### WHAT YOU NEED TO DO
(1) In the Highway 61 Revisited post below, which album came a few months before Highway 61 Revisited?
(2) Write the next few sentences of the Highway 61 Revisited post below, continuing on from its final sentence.

-- START OF TEXT EXTRACT --

Friday, March 03, 2006

Highway 61 Revisited - Alex Bell's Choice










(Pic courtesy of allmusic.com)
My musical mate Alex Bell (I think that pseudonym is right?) is hot off some recording but he had time to file this report on his favourite album, Bob Dylan's Highway 61 Revisited:

Highway 61 Revisited came at a time when Dylan was very comfortable with himself as a songwriter. With a career’s worth of brilliant songs already behind him, he still had the same insatiable urge to create and was beginning to write with a beautiful reckless abandon. The album came just a few months after Bringing it all Back Home, his previous album.

He just breathed the songs out. And they feel like they were written in a very natural, free-form kind of way. My favourite song on the album, the 10-verse Desolation Row, is a gripping marathon of raw imagery. And the chart almost-topping Like a Rolling Stone is a 6-minute tirade that exhibits the same lyrical freedom.

-- END OF TEXT EXTRACT --
-- START OF SOURCE MATERIAL --

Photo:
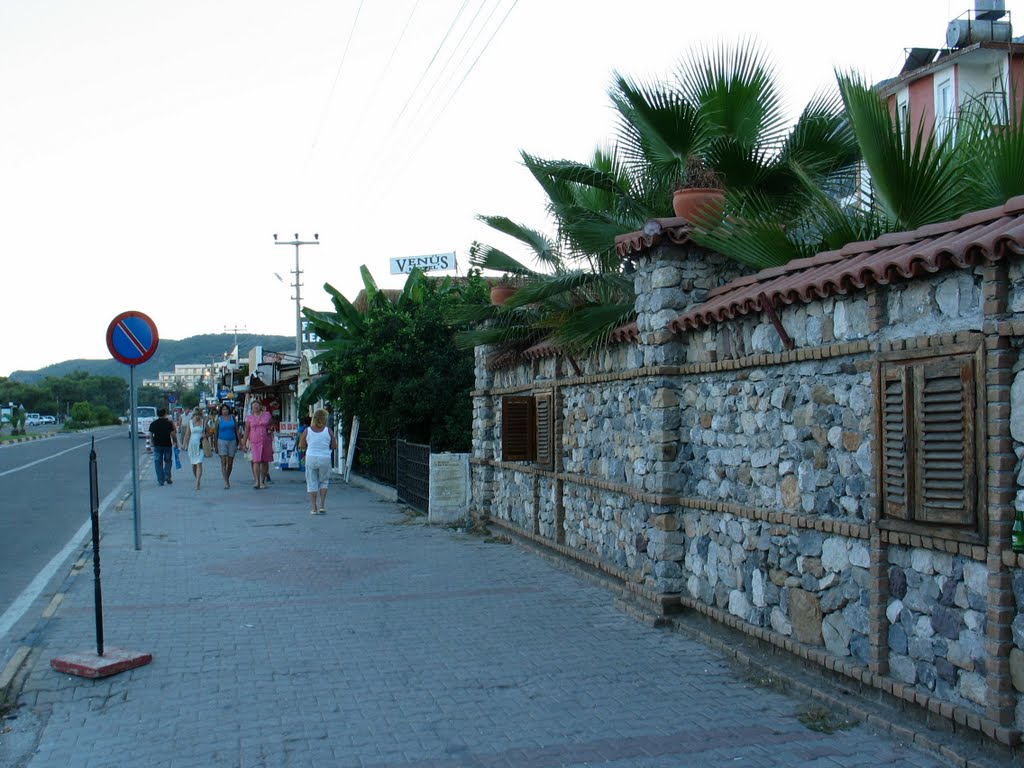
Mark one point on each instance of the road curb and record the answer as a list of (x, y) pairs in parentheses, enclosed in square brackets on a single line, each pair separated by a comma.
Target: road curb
[(27, 438)]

-- END OF SOURCE MATERIAL --

### RESPONSES PER TASK
(1) Bringing it all Back Home

(2)
As the mid-60s rolled on it seemed Dylan felt the urge to try and fit more and more onto the page; “I need a dump truck baby to/ unload my head” (From a Buick 6). I’ve always loved the sound of the album as well. Just Like Tom Thumb’s Blues has such a beautiful Sunday afternoon, careless feeling to it. And there is great variation in the sound of the songs, with Ballad of a Thin Man plain scary at times and It Takes a Lot to Laugh having a beautiful longing quality to it.

Here is AB's full list:
Dylan - Highway 61 Revisited
The Beatles - White Album (Alex's note: definitely don't refer to it as "The Beatles" - please!)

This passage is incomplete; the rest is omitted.